## Exercise directions
Copy everything from the start of the data down to the line containing "0,60,200,78", renaming "Query" to "Prompt" wherever it occurs and changing nothing else.

## Dataset items
※ ※ ※

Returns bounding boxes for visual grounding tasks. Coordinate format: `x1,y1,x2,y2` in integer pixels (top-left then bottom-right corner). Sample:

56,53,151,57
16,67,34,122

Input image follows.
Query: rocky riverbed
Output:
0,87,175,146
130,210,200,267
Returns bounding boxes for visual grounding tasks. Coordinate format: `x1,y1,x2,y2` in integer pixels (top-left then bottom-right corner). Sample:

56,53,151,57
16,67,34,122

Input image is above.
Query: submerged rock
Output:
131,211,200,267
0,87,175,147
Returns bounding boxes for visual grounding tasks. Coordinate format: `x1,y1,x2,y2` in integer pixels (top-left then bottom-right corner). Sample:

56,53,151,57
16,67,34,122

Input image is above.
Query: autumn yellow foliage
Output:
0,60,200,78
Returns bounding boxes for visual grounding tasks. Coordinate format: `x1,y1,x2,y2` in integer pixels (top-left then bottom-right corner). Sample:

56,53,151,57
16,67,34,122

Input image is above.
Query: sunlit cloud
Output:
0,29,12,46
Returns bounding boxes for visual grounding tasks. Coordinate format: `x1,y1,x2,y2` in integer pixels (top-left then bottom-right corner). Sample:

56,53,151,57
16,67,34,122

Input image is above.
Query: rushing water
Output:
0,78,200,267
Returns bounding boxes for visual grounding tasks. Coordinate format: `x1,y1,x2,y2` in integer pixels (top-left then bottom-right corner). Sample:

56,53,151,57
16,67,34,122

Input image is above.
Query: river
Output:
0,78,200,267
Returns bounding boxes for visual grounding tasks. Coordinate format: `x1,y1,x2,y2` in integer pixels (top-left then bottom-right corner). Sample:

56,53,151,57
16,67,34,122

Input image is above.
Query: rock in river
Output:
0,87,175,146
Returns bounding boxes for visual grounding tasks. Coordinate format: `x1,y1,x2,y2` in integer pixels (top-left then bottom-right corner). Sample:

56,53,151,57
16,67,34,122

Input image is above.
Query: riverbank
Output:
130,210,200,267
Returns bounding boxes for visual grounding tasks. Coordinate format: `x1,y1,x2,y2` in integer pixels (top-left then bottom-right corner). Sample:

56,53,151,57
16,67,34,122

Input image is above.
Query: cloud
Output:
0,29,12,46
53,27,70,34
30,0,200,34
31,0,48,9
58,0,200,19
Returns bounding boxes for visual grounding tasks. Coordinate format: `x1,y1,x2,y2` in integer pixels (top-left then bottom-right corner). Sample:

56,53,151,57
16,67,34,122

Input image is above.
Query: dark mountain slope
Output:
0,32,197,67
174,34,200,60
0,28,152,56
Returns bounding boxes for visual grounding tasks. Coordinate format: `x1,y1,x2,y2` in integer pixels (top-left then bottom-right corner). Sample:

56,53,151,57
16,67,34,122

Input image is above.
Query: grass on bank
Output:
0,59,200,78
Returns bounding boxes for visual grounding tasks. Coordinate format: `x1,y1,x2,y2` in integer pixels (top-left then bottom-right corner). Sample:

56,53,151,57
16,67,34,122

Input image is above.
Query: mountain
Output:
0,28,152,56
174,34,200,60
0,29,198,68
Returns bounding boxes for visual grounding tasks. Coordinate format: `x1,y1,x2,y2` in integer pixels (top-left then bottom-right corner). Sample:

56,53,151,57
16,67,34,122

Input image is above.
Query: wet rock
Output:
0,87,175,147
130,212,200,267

※ ※ ※

## Complete output
Returns bounding boxes for visual grounding tasks. Coordinate format: `x1,y1,x2,y2` in integer pixels (top-left then bottom-right corner). Sample:

56,53,151,57
16,67,34,122

Input image follows.
Prompt: rocky riverbed
Output:
0,87,175,146
130,210,200,267
Returns bounding boxes for visual grounding tasks. Coordinate format: `x1,y1,x2,y2` in integer pixels (top-left then bottom-right corner). Sample:

56,53,151,57
16,67,34,122

Input image is above.
Prompt: submerged rock
Output:
131,211,200,267
0,87,175,147
Returns bounding boxes for visual grounding tasks. Coordinate format: `x1,y1,x2,y2` in integer pixels (top-left then bottom-right corner). Sample:

56,53,151,57
16,67,34,122

Input image is above.
Prompt: autumn yellow foliage
Output:
0,60,200,78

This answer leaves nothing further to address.